• _EXTRACT TO READ_
In aperiodic systems, such as quasicrystals, classification relies on mapping the system to an extended parameter (higher-dimensional) space—e.g., via the ancestor 2D model for a 1D quasiperiodic chain—and assigning Chern numbers to gaps. The mapping yields robust quantized pumping and edge state protection akin to the quantum Hall effect, even in non-periodic or irrational settings (Zilberberg, 2020).

5. Non-Hermitian Topological Phase Classification and AI-Based Methods

For systems with non-Hermitian Hamiltonians (where eigenvalues can be complex), standard K-theoretic and tenfold symmetry classifications break down, especially given the emergence of new gap types (point, line, or real/imaginary gaps), non-Hermitian skin effects, and exceptions to the bulk-boundary correspondence.

The mapping of non-Hermitian Hamiltonians to enlarged Hermitian Hamiltonians with enforced chiral symmetry permits a systematic adaptation of Clifford algebra and K-theory approaches, producing new periodic tables for 38 non-Hermitian symmetry classes (including spatial/antiunitary symmetries and parity) (Liu et al., 2018). Nontrivial invariants include winding numbers (for point and line gaps) and $\mathbb{Z}_2$ indices. The existence/absence of bulk-edge correspondence is fundamentally altered, as observed for models with or without reflection symmetry.

• _PROVIDED DATA_
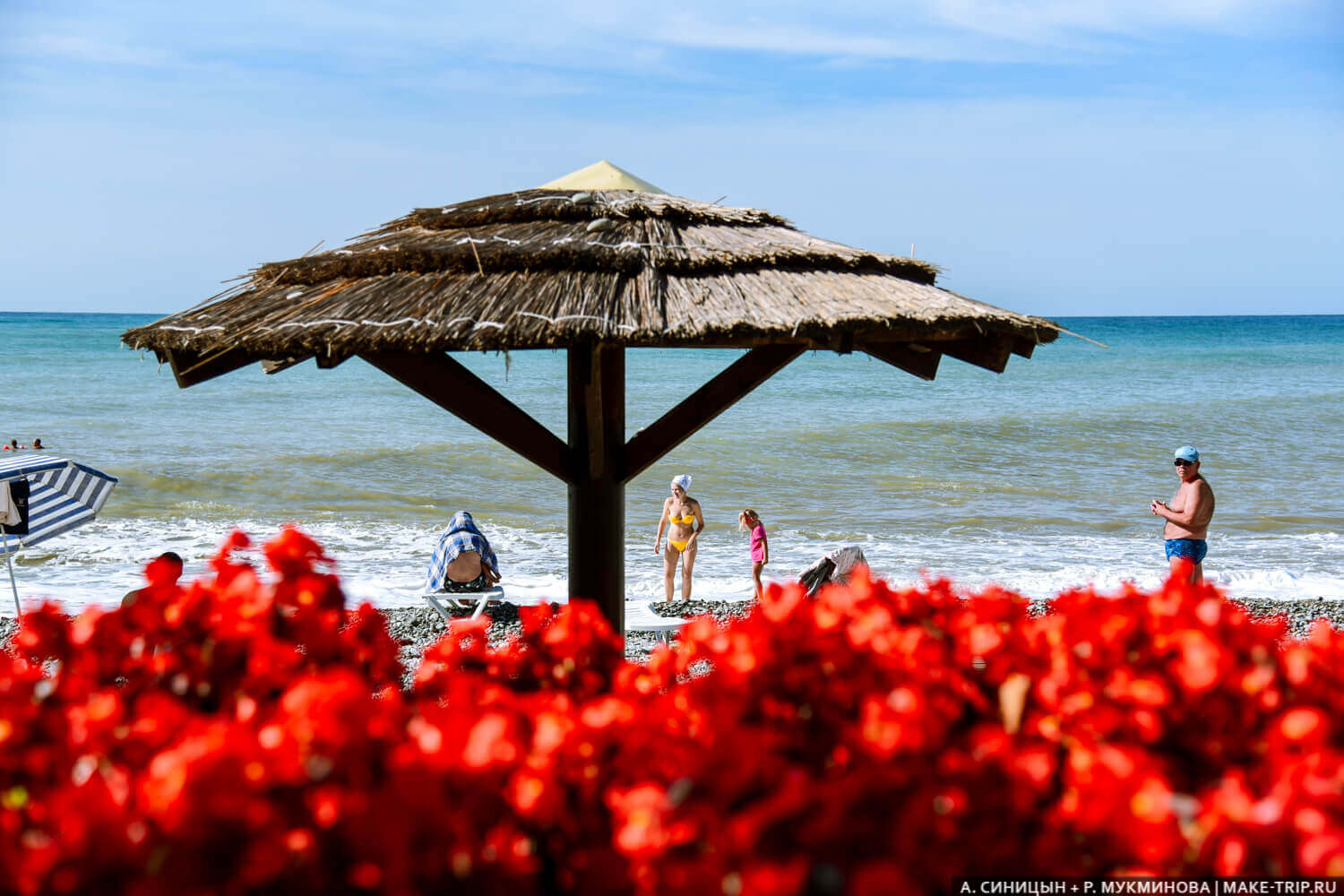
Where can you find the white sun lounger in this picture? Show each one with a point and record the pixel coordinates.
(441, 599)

==

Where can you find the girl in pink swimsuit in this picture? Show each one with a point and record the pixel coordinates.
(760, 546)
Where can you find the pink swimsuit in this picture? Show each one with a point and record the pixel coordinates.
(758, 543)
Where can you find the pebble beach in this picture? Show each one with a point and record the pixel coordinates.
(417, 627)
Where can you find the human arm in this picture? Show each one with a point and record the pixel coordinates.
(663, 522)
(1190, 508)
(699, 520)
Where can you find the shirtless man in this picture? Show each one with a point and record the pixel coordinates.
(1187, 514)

==

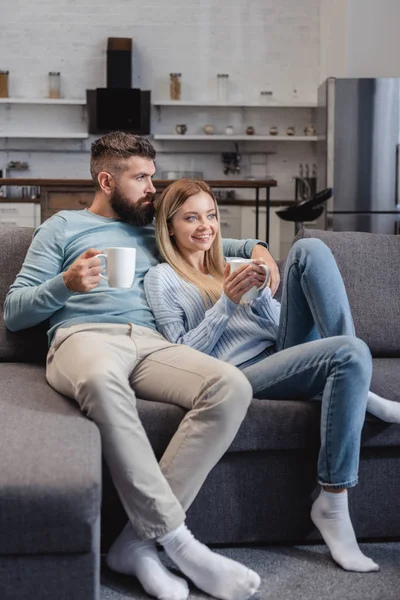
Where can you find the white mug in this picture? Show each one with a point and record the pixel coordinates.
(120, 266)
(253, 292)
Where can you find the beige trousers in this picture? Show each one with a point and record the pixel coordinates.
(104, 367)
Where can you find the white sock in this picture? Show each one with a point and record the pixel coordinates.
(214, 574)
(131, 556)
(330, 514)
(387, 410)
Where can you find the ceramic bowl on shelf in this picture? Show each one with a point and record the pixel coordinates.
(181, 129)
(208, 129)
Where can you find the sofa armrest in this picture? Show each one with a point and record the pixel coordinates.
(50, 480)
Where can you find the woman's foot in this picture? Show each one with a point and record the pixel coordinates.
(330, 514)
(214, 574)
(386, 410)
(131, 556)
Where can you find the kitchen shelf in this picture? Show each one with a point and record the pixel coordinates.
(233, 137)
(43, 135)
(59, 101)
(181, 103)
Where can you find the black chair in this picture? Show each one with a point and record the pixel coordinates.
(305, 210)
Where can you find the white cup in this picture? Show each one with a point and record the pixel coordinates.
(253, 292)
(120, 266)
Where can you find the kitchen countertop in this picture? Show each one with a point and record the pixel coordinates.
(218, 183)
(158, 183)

• _TASK BRIEF_
Transcribe the text on topological phase classification word for word, starting with "For systems with" and going on through "without reflection symmetry.".

• _RESULT OF THE EXERCISE_
For systems with non-Hermitian Hamiltonians (where eigenvalues can be complex), standard K-theoretic and tenfold symmetry classifications break down, especially given the emergence of new gap types (point, line, or real/imaginary gaps), non-Hermitian skin effects, and exceptions to the bulk-boundary correspondence.

The mapping of non-Hermitian Hamiltonians to enlarged Hermitian Hamiltonians with enforced chiral symmetry permits a systematic adaptation of Clifford algebra and K-theory approaches, producing new periodic tables for 38 non-Hermitian symmetry classes (including spatial/antiunitary symmetries and parity) (Liu et al., 2018). Nontrivial invariants include winding numbers (for point and line gaps) and $\mathbb{Z}_2$ indices. The existence/absence of bulk-edge correspondence is fundamentally altered, as observed for models with or without reflection symmetry.